### TASK GOAL
In the data that follows, find the line containing "Target: road marking"; then quote that line and every line after it, exactly, through the last one.

### EXTRACTED ENTRIES

= = = = = = =

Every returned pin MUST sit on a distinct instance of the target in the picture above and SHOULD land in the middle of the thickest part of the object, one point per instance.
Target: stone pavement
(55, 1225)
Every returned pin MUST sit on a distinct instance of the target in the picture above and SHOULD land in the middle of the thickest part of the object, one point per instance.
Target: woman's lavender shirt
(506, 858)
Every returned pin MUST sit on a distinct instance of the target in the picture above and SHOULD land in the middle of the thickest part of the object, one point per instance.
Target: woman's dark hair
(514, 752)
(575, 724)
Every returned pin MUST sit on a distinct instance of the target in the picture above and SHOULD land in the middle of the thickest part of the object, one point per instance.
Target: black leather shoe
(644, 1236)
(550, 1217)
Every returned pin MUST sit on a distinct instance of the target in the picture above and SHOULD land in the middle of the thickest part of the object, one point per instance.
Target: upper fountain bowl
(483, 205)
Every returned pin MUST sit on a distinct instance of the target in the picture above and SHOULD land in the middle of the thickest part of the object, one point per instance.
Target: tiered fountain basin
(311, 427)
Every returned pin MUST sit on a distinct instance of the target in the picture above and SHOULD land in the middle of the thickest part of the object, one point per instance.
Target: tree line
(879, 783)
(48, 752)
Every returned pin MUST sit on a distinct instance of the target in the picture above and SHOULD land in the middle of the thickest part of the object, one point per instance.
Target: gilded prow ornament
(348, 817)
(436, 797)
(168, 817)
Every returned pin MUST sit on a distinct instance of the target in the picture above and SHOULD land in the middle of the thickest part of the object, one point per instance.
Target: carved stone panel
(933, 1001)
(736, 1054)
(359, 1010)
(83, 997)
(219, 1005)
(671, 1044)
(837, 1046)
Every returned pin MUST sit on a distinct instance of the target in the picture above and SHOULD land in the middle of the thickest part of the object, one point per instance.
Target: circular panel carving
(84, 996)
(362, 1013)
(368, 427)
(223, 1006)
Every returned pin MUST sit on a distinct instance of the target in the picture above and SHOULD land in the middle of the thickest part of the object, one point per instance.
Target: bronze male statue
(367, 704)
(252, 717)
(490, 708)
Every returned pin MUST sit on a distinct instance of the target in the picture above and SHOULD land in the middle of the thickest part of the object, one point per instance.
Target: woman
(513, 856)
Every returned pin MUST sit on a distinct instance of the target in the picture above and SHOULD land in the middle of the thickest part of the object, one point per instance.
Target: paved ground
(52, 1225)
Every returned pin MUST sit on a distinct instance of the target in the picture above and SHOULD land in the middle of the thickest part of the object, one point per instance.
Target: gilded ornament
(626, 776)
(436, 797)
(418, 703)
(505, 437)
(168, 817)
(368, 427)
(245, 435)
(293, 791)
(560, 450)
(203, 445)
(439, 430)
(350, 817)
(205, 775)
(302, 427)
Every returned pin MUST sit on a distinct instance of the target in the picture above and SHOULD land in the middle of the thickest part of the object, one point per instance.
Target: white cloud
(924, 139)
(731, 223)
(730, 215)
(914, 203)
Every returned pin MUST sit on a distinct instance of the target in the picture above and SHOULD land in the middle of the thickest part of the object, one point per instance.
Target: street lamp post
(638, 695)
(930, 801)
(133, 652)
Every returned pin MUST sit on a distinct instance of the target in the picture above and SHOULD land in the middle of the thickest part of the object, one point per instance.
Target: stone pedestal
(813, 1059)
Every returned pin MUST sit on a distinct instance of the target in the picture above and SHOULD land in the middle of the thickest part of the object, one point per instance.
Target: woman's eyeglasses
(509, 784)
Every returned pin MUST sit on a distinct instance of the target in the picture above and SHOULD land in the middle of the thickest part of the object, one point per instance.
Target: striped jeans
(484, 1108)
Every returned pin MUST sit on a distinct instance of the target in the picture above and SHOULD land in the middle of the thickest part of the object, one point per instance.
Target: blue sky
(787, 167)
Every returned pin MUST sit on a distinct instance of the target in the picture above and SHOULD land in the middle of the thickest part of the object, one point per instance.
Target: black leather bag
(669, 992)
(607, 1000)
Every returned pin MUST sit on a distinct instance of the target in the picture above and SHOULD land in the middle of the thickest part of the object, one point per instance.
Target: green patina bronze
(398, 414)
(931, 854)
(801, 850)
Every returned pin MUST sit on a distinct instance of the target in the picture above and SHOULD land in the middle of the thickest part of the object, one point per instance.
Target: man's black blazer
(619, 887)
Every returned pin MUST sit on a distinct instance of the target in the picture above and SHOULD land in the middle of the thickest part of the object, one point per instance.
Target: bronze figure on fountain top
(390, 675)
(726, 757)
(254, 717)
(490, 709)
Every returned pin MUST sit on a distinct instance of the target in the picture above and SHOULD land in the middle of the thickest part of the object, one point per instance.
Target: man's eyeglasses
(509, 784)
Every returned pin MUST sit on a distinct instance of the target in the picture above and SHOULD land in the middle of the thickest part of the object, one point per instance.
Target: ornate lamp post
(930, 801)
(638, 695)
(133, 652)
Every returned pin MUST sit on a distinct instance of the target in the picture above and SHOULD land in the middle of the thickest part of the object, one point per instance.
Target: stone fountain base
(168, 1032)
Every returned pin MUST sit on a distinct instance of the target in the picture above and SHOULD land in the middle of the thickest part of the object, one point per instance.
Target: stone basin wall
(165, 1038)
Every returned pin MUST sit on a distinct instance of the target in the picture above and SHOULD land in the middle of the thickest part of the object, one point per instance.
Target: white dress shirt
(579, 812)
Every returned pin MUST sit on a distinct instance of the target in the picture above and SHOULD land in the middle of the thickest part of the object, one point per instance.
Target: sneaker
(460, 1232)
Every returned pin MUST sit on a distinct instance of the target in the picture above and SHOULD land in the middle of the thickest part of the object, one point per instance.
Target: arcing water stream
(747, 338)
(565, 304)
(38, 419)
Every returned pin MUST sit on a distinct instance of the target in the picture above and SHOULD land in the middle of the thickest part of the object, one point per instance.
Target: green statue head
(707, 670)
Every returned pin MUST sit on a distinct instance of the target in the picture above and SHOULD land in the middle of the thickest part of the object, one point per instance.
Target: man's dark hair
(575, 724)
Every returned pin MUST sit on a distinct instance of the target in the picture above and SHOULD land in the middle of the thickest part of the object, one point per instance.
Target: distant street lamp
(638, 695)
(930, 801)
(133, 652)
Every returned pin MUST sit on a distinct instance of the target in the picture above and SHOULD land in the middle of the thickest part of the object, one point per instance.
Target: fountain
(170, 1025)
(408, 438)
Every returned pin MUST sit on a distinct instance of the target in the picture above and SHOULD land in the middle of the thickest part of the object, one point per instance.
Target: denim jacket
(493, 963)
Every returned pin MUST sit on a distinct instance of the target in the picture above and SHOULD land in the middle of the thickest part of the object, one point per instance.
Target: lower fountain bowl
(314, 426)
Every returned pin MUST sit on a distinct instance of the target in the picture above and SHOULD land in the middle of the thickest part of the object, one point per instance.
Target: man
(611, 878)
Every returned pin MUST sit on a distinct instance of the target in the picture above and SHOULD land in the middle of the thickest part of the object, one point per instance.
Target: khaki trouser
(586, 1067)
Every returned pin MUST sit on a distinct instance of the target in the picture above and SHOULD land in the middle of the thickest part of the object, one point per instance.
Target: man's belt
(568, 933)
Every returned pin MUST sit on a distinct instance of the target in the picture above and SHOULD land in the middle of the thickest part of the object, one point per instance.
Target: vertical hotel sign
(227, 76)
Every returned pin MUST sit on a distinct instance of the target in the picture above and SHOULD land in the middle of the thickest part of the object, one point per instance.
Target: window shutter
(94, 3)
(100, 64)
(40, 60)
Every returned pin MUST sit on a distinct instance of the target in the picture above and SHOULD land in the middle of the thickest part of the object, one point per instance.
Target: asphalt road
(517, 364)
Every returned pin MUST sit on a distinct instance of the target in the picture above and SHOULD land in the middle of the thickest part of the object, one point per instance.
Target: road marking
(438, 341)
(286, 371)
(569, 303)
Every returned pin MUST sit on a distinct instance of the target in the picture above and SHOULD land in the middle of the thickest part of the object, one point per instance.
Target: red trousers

= = = = = = =

### SOLVED EXERCISE
Target: road marking
(438, 341)
(286, 371)
(569, 303)
Every returned pin MUST sit on a distinct instance of the target in the picture above and SHOULD land in the middle of the thickest part of the object, one point per instance.
Target: red trousers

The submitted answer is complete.